REQUIREMENTS => Convert the lines from the one containing "wetsuit, one per instance" through the last line, both included, into a Markdown table with the columns "No." and "Text". Number each row in "No.", put the line in "Text", and omit any blank lines.

start DATA SHOWN

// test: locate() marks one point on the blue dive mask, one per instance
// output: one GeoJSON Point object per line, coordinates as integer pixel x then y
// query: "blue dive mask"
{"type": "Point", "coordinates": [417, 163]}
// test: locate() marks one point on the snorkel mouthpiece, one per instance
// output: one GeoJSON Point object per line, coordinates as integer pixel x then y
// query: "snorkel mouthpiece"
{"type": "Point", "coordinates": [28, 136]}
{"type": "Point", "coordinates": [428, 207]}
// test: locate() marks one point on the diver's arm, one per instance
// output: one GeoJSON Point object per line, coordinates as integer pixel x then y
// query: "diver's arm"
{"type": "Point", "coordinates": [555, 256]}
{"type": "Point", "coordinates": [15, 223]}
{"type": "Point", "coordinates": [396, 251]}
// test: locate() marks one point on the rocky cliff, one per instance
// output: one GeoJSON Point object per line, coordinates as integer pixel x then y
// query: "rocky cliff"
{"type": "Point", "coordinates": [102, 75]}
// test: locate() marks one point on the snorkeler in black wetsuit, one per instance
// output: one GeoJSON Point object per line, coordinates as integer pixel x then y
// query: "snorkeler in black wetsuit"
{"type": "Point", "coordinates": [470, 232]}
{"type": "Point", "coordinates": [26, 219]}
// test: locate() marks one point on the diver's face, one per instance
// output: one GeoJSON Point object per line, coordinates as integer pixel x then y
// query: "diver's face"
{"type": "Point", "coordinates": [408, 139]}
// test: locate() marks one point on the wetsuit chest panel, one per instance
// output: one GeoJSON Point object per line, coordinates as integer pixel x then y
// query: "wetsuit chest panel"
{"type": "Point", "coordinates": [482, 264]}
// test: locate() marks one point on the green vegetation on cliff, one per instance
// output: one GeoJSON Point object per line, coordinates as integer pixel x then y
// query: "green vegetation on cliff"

end DATA SHOWN

TASK SOLUTION =>
| No. | Text |
|---|---|
| 1 | // test: locate() marks one point on the snorkeler in black wetsuit, one per instance |
| 2 | // output: one GeoJSON Point object per line, coordinates as integer pixel x then y |
| 3 | // query: "snorkeler in black wetsuit" |
| 4 | {"type": "Point", "coordinates": [470, 232]} |
| 5 | {"type": "Point", "coordinates": [26, 219]} |
| 6 | // test: locate() marks one point on the diver's face, one per instance |
| 7 | // output: one GeoJSON Point object per line, coordinates as integer pixel x then y |
| 8 | // query: "diver's face" |
| 9 | {"type": "Point", "coordinates": [408, 139]} |
| 10 | // test: locate() marks one point on the wetsuit chest panel, one per instance |
| 11 | // output: one GeoJSON Point object per line, coordinates as integer pixel x then y |
| 12 | // query: "wetsuit chest panel" |
| 13 | {"type": "Point", "coordinates": [482, 264]} |
| 14 | // test: locate() marks one point on the green vegetation on cliff, one per instance |
| 15 | // output: one GeoJSON Point object per line, coordinates as integer pixel x then y |
| 16 | // query: "green vegetation on cliff" |